[[ GIVEN INFORMATION, beginning ]]

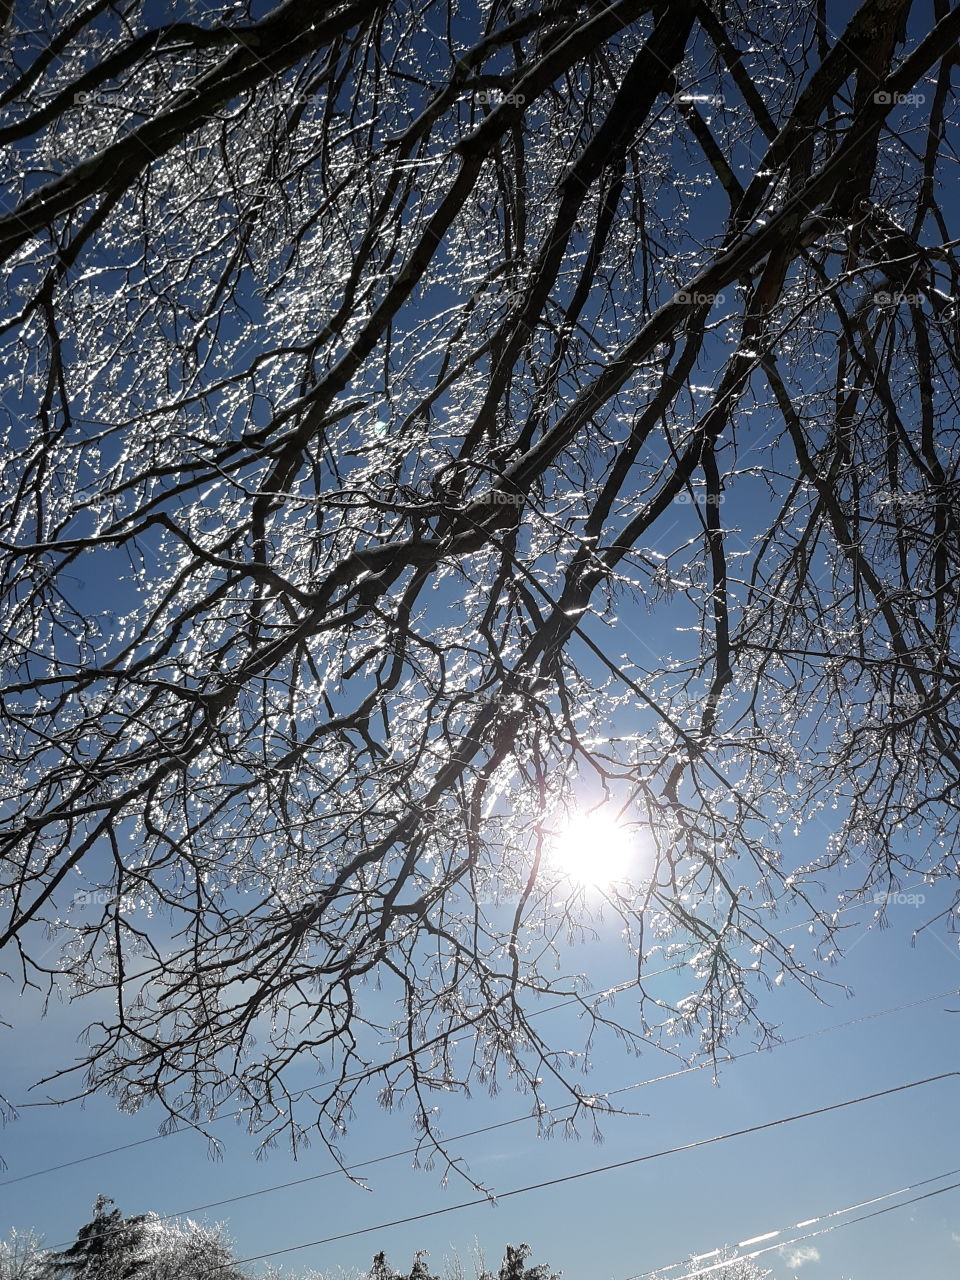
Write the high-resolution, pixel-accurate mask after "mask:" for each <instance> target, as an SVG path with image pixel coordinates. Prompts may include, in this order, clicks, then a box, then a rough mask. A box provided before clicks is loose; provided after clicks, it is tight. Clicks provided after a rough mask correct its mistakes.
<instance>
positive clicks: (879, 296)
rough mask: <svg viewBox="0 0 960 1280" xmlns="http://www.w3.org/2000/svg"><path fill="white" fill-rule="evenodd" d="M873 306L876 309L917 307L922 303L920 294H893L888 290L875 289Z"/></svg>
mask: <svg viewBox="0 0 960 1280" xmlns="http://www.w3.org/2000/svg"><path fill="white" fill-rule="evenodd" d="M873 302H874V306H878V307H902V306H909V307H919V306H920V303H922V302H923V294H922V293H904V292H902V291H901V292H899V293H893V292H891V291H890V289H876V291H874V294H873Z"/></svg>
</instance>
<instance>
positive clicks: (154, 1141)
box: [0, 902, 956, 1216]
mask: <svg viewBox="0 0 960 1280" xmlns="http://www.w3.org/2000/svg"><path fill="white" fill-rule="evenodd" d="M860 905H861V904H859V902H851V904H850V905H849V906H845V908H842V909H841V910H840V913H837V914H840V915H842V914H844V913H845V911H852V910H855V909H858V908H859V906H860ZM800 928H804V923H803V922H801V923H799V924H790V925H787V927H786V928H785V929H781V931H780V933H778V934H777V937H783V936H786V934H787V933H791V932H794V931H795V929H800ZM685 966H686V961H685V960H680V961H677V963H676V964H672V965H667V966H666V968H663V969H655V970H654V972H653V973H649V974H645V975H644V977H645V978H648V979H649V978H659V977H662V975H663V974H666V973H676V972H678V970H680V969H684V968H685ZM635 986H636V982H635V980H634V979H631V980H630V982H625V983H620V984H618V986H616V987H608V988H607V989H605V991H600V992H593V998H594V1000H596V1001H600V1000H607V998H608V997H609V996H614V995H618V993H620V992H622V991H628V989H630V988H632V987H635ZM954 995H956V991H955V989H950V991H947V992H943V993H942V995H938V996H928V997H925V998H924V1000H918V1001H914V1002H913V1004H910V1005H900V1006H897V1007H896V1009H888V1010H883V1011H882V1012H878V1014H867V1015H865V1019H870V1018H882V1016H884V1014H890V1012H900V1011H901V1010H905V1009H914V1007H916V1005H923V1004H928V1002H929V1001H933V1000H942V998H943V997H945V996H954ZM576 1004H581V998H580V997H571V998H570V1000H562V1001H558V1002H557V1004H556V1005H548V1006H547V1007H545V1009H534V1010H531V1012H530V1015H529V1016H530V1018H540V1016H543V1015H544V1014H550V1012H554V1011H556V1010H558V1009H567V1007H570V1006H571V1005H576ZM865 1019H863V1020H865ZM860 1020H861V1019H852V1020H851V1021H847V1023H838V1024H836V1027H833V1028H824V1029H823V1030H822V1032H810V1033H808V1034H809V1036H817V1034H824V1033H826V1032H828V1030H833V1029H840V1028H841V1027H852V1025H854V1024H855V1023H856V1021H860ZM805 1038H806V1037H805V1036H801V1037H795V1038H794V1039H791V1041H783V1042H781V1043H787V1044H791V1043H795V1041H796V1039H805ZM454 1043H456V1042H454ZM755 1052H764V1051H760V1050H749V1051H748V1052H746V1053H742V1055H741V1053H735V1055H731V1057H727V1059H724V1060H723V1061H727V1062H730V1061H736V1059H739V1057H749V1056H750V1055H751V1053H755ZM709 1065H710V1062H700V1064H696V1065H695V1066H690V1068H685V1069H684V1070H681V1071H678V1073H673V1074H676V1075H685V1074H689V1073H690V1071H698V1070H703V1068H705V1066H709ZM365 1074H367V1075H369V1074H370V1073H369V1071H367V1073H361V1071H357V1073H355V1074H353V1075H348V1076H346V1078H344V1080H343V1083H344V1084H347V1083H349V1082H351V1080H355V1079H361V1078H362V1075H365ZM660 1079H664V1080H666V1079H672V1075H664V1076H655V1078H654V1079H653V1080H643V1082H640V1084H636V1085H630V1088H641V1087H643V1085H645V1084H654V1083H655V1082H657V1080H660ZM310 1088H312V1085H310V1087H307V1088H305V1089H301V1091H300V1092H297V1093H294V1094H292V1101H293V1102H298V1101H300V1100H301V1098H302V1097H303V1096H305V1094H306V1093H308V1092H310ZM35 1106H50V1103H49V1102H24V1103H20V1106H19V1107H18V1106H14V1107H13V1110H14V1111H18V1110H26V1108H27V1107H35ZM242 1115H243V1110H242V1108H238V1110H237V1111H225V1112H224V1114H223V1115H219V1116H214V1117H212V1119H211V1120H209V1121H207V1123H209V1124H219V1123H220V1121H221V1120H236V1119H238V1117H239V1116H242ZM524 1119H526V1117H524ZM507 1123H509V1121H507ZM191 1132H192V1128H191V1126H189V1125H183V1126H180V1128H179V1129H168V1130H165V1132H164V1133H155V1134H151V1135H150V1137H148V1138H137V1139H136V1140H134V1142H124V1143H119V1144H118V1146H115V1147H106V1148H105V1149H104V1151H95V1152H92V1153H91V1155H88V1156H77V1157H76V1160H64V1161H61V1162H60V1164H56V1165H47V1166H46V1167H45V1169H35V1170H33V1171H32V1172H28V1174H18V1175H17V1176H15V1178H4V1179H0V1187H13V1185H15V1184H17V1183H24V1181H28V1180H29V1179H32V1178H45V1176H46V1175H47V1174H56V1172H60V1170H63V1169H73V1167H74V1166H77V1165H86V1164H88V1162H90V1161H92V1160H102V1158H104V1157H106V1156H115V1155H118V1153H119V1152H122V1151H134V1149H136V1148H137V1147H145V1146H147V1144H150V1143H152V1142H161V1140H163V1139H165V1138H173V1137H175V1135H177V1134H179V1133H191ZM477 1132H481V1130H477ZM452 1140H453V1139H452ZM410 1153H411V1152H406V1151H404V1152H398V1153H397V1155H410ZM380 1158H392V1157H380ZM376 1162H379V1161H378V1160H374V1161H366V1162H365V1164H376ZM347 1167H358V1166H347ZM268 1189H270V1188H268ZM224 1203H227V1202H224ZM186 1212H195V1211H193V1210H187V1211H186ZM170 1216H177V1215H170Z"/></svg>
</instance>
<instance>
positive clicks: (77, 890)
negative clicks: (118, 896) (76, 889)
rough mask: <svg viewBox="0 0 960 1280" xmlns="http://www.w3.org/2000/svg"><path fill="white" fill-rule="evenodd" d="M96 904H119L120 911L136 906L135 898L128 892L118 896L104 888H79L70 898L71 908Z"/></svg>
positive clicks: (136, 906)
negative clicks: (75, 892) (87, 889)
mask: <svg viewBox="0 0 960 1280" xmlns="http://www.w3.org/2000/svg"><path fill="white" fill-rule="evenodd" d="M97 906H119V909H120V910H122V911H133V910H136V908H137V900H136V899H134V897H132V896H131V895H129V893H122V895H120V896H119V897H118V896H116V893H111V892H110V890H106V888H92V890H87V888H81V890H77V892H76V893H74V895H73V897H72V899H70V909H72V910H79V911H82V910H86V909H93V908H97Z"/></svg>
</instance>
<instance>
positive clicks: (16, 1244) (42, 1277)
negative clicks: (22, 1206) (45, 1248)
mask: <svg viewBox="0 0 960 1280" xmlns="http://www.w3.org/2000/svg"><path fill="white" fill-rule="evenodd" d="M45 1275H46V1253H45V1251H44V1247H42V1238H41V1236H40V1235H37V1233H36V1231H18V1230H17V1228H14V1229H13V1230H12V1231H10V1235H9V1236H8V1239H5V1240H0V1280H44V1277H45Z"/></svg>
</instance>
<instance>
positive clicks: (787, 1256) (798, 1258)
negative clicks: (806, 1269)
mask: <svg viewBox="0 0 960 1280" xmlns="http://www.w3.org/2000/svg"><path fill="white" fill-rule="evenodd" d="M780 1253H781V1254H782V1257H783V1261H785V1262H786V1265H787V1266H788V1267H801V1266H804V1263H806V1262H819V1261H820V1251H819V1249H815V1248H814V1247H813V1245H812V1244H801V1245H800V1248H799V1249H795V1248H792V1247H791V1245H788V1244H781V1247H780Z"/></svg>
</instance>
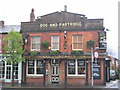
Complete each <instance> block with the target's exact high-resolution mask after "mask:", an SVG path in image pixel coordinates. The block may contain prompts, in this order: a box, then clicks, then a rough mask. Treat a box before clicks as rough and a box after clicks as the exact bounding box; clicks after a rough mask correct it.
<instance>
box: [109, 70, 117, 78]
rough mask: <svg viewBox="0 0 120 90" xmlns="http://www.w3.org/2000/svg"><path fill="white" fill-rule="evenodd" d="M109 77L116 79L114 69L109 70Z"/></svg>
mask: <svg viewBox="0 0 120 90" xmlns="http://www.w3.org/2000/svg"><path fill="white" fill-rule="evenodd" d="M110 79H111V80H115V79H116V72H115V70H110Z"/></svg>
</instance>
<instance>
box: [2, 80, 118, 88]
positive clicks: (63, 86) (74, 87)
mask: <svg viewBox="0 0 120 90" xmlns="http://www.w3.org/2000/svg"><path fill="white" fill-rule="evenodd" d="M1 88H2V90H13V89H17V90H27V89H28V90H33V89H34V90H39V89H40V90H44V89H45V90H46V89H48V90H50V89H51V90H57V89H59V90H61V89H64V90H72V89H74V90H75V89H81V90H83V89H84V90H90V89H91V90H98V89H99V90H101V89H102V90H104V89H105V90H106V89H107V90H118V89H119V90H120V80H115V81H110V82H107V83H106V85H94V86H93V87H92V86H88V85H87V86H67V87H65V86H56V85H55V86H30V85H29V86H28V85H15V86H14V87H12V86H10V85H7V84H5V85H3V86H2V87H1Z"/></svg>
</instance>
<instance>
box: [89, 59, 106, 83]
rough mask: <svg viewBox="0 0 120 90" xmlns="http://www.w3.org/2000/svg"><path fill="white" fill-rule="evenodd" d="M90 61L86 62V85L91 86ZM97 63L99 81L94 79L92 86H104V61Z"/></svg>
mask: <svg viewBox="0 0 120 90" xmlns="http://www.w3.org/2000/svg"><path fill="white" fill-rule="evenodd" d="M90 61H91V60H89V61H88V62H89V63H88V83H89V84H90V85H91V71H90V69H91V65H90ZM98 62H100V63H101V79H94V84H101V85H102V84H104V60H99V61H98Z"/></svg>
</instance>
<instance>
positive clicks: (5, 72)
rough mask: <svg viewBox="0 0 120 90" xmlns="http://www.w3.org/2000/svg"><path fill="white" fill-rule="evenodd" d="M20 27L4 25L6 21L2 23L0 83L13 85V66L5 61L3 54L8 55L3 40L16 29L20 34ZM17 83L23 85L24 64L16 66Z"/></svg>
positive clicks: (15, 72) (0, 34)
mask: <svg viewBox="0 0 120 90" xmlns="http://www.w3.org/2000/svg"><path fill="white" fill-rule="evenodd" d="M20 28H21V26H20V25H4V21H0V82H3V83H11V82H12V70H13V69H12V65H11V64H10V63H7V62H6V61H5V58H6V57H4V56H3V54H7V53H6V52H4V50H3V47H4V45H5V42H4V41H3V38H4V37H6V36H7V34H8V32H10V31H11V30H12V29H14V30H15V31H17V32H20ZM14 76H15V82H17V83H21V80H22V63H19V64H18V65H16V66H15V72H14Z"/></svg>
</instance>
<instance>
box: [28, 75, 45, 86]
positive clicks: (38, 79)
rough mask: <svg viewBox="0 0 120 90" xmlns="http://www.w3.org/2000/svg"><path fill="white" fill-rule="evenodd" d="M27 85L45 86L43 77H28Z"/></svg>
mask: <svg viewBox="0 0 120 90" xmlns="http://www.w3.org/2000/svg"><path fill="white" fill-rule="evenodd" d="M26 84H28V85H43V76H41V77H40V76H39V77H37V76H36V77H35V76H33V77H27V78H26Z"/></svg>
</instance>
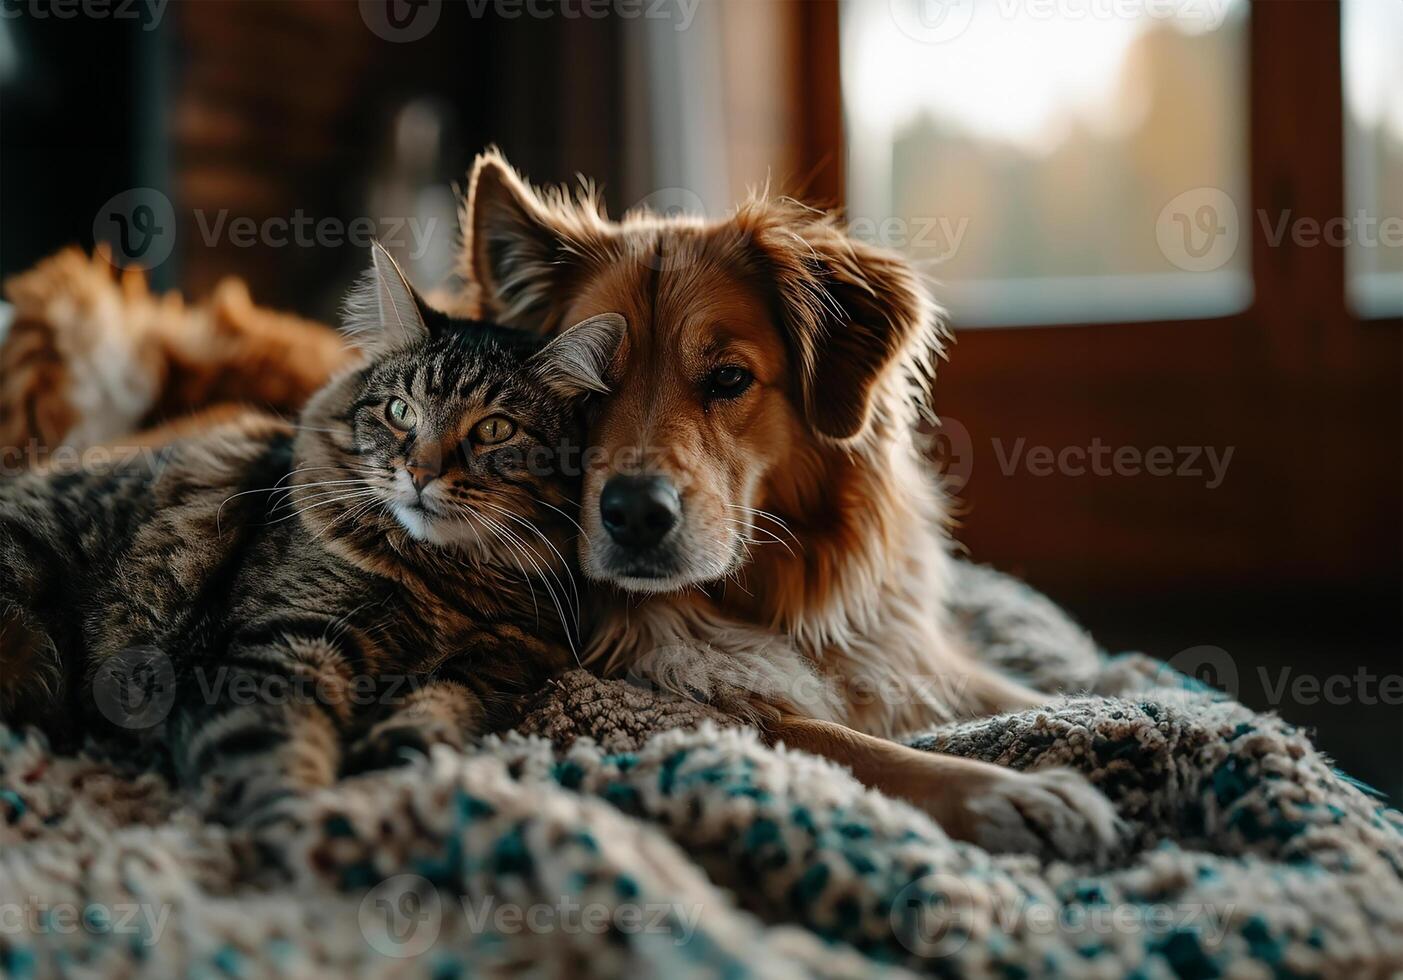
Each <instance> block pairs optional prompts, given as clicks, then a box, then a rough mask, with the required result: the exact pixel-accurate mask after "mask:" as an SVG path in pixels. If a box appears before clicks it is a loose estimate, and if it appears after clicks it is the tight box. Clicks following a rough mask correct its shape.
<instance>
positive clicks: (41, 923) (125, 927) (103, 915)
mask: <svg viewBox="0 0 1403 980" xmlns="http://www.w3.org/2000/svg"><path fill="white" fill-rule="evenodd" d="M170 916H171V907H170V906H167V904H159V906H153V904H149V903H145V901H114V903H101V901H88V903H83V904H79V903H74V901H43V900H41V899H38V897H36V896H29V897H28V899H25V900H24V901H15V900H13V899H8V897H7V899H6V900H4V901H0V937H6V935H31V937H34V935H77V934H80V932H83V934H87V935H93V937H125V938H126V939H128V942H129V944H132V942H135V944H139V945H142V946H146V948H150V946H154V945H157V944H159V942H160V941H161V935H163V934H164V932H166V925H167V924H168V923H170Z"/></svg>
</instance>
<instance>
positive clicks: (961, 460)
mask: <svg viewBox="0 0 1403 980" xmlns="http://www.w3.org/2000/svg"><path fill="white" fill-rule="evenodd" d="M920 437H922V439H925V443H926V456H927V457H929V458H930V460H932V463H934V464H936V467H937V468H939V471H940V475H941V477H943V479H944V488H946V489H947V491H950V492H951V494H958V492H960V491H962V489H964V488H965V486H967V485H968V484H969V477H972V475H974V439H972V437H971V436H969V429H967V428H965V426H964V423H962V422H960V419H953V418H948V416H944V415H943V416H941V418H940V422H939V423H937V425H933V426H929V429H927V428H926V426H922V429H920Z"/></svg>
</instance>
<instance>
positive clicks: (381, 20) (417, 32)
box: [361, 0, 443, 45]
mask: <svg viewBox="0 0 1403 980" xmlns="http://www.w3.org/2000/svg"><path fill="white" fill-rule="evenodd" d="M442 10H443V0H361V20H362V21H365V25H366V27H368V28H370V34H373V35H375V36H377V38H380V39H383V41H390V42H393V43H397V45H401V43H410V42H411V41H421V39H422V38H425V36H428V32H429V31H432V29H434V28H435V27H436V25H438V18H439V14H441V13H442Z"/></svg>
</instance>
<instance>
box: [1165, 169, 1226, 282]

[[ GIVEN INFORMATION, end ]]

WHAT THE TASK REQUIRES
Pull out the lines from the start of the records through the line with "positive clicks: (879, 296)", both ends included, and repeat them word for word. Leave the pictures out of your answer.

SOLUTION
Write the high-resolution, pixel-accurate mask after "mask:" for each <instance> target, as an SVG path with image pixel coordinates. Prompts may include, in this order, clicks, then a box, then a rough mask. A box provided before clicks is loose; provided after clicks, it is tight. Clicks provided after a rough mask correct its mistakes.
<instance>
positive clicks: (879, 296)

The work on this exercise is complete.